ITEMS.

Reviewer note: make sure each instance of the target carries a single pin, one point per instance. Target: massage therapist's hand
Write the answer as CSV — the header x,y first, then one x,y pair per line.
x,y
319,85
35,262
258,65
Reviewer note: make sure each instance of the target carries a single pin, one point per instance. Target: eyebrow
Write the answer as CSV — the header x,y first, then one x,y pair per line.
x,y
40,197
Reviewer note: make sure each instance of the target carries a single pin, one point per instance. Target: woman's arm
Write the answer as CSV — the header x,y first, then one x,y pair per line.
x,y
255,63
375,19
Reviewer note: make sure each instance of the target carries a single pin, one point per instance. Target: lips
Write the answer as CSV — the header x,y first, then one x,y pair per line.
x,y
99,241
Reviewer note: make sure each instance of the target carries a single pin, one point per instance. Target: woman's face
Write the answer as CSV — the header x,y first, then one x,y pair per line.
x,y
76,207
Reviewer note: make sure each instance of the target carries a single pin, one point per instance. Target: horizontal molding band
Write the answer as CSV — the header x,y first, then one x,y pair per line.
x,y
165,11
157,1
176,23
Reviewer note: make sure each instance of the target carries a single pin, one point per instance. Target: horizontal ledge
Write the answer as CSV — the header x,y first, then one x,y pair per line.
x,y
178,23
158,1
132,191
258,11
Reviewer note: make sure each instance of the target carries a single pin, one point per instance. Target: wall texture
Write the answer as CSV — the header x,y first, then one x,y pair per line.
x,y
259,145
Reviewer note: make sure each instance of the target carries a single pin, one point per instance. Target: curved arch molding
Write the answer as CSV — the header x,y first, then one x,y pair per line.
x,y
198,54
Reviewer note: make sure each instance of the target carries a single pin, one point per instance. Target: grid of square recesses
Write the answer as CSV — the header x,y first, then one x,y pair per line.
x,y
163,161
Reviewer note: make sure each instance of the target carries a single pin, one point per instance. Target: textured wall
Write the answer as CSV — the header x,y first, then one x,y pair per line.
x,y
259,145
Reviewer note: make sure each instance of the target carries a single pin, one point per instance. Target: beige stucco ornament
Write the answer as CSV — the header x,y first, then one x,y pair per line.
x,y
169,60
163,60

SHORT TASK. Convert each line of the material above into an item in a numbered list, omitting any blank lines.

ANSWER TO THE EXERCISE.
1. Reviewer note: make sure each instance of the target carries a single pin, one point per instance. Target: massage therapist's hand
2. Write the answer as CSV — the header x,y first, then one x,y pair per line.
3. x,y
4. 319,85
5. 35,262
6. 258,65
7. Reviewer note: make sure each instance of the target carries a single pin, one point per instance. Target: eyebrow
8. Write the answer as CSV — the header x,y first, then one x,y pair per line.
9. x,y
10. 40,197
11. Reviewer note: make sure each instance of the target carries a single pin, one point per instance. Target: woman's arm
12. Write the answer as CSV — the header x,y first, then one x,y pair per line.
13. x,y
14. 255,63
15. 375,19
16. Reviewer note: make sure each instance of the target carries a single pin, one point per instance. Target: lips
17. Write the answer as CSV — the header x,y first, then one x,y pair per line.
18. x,y
19. 99,241
20. Reviewer note: make sure each instance of the target carries a single pin, one point per instance. Target: woman's face
21. Write the answer as CSV — the header x,y first, then one x,y pair per line.
22. x,y
23. 76,207
24. Reviewer note: make sure each instance of the target carries a single pin, one point per instance. Target: horizontal molding band
25. Write the answer as CSV — the header x,y first, then one x,y pair per line.
26. x,y
27. 165,11
28. 157,1
29. 176,23
30. Reviewer note: make sure each instance of the target carries a single pin, one point per instance. Target: horizontal ledge
31. Write the answer as CSV — the header x,y first, then one x,y pair per line.
32. x,y
33. 178,23
34. 158,1
35. 132,191
36. 258,11
37. Reviewer note: make sure each instance of the target carries a single pin, one point per instance. Target: wall texture
38. Write the answer as CSV — the header x,y first, then one x,y pair per line.
39. x,y
40. 259,145
41. Reviewer note: make sure each instance of the target carries a single pin, one point per instance. Target: curved arch molding
42. Write the answer as CSV — the header x,y first, then one x,y pair per line.
43. x,y
44. 198,54
45. Reviewer note: make sure each instance of the target carries a single pin, one point per instance. Target: grid of square recesses
46. Write the answer as CSV — the header x,y first, then one x,y pair per line.
47. x,y
48. 163,161
49. Reviewer note: make sure each instance of the target carries a single pin, one point per instance. Target: textured wall
50. Write the answer as CSV — the header x,y first, then one x,y pair per line.
51. x,y
52. 259,145
53. Reviewer note: make sure each instance of the target carries a single pin, one point per instance. Target: beige stucco ornament
54. Write the answer as CSV — the header x,y first, then one x,y pair per line.
55. x,y
56. 169,60
57. 163,60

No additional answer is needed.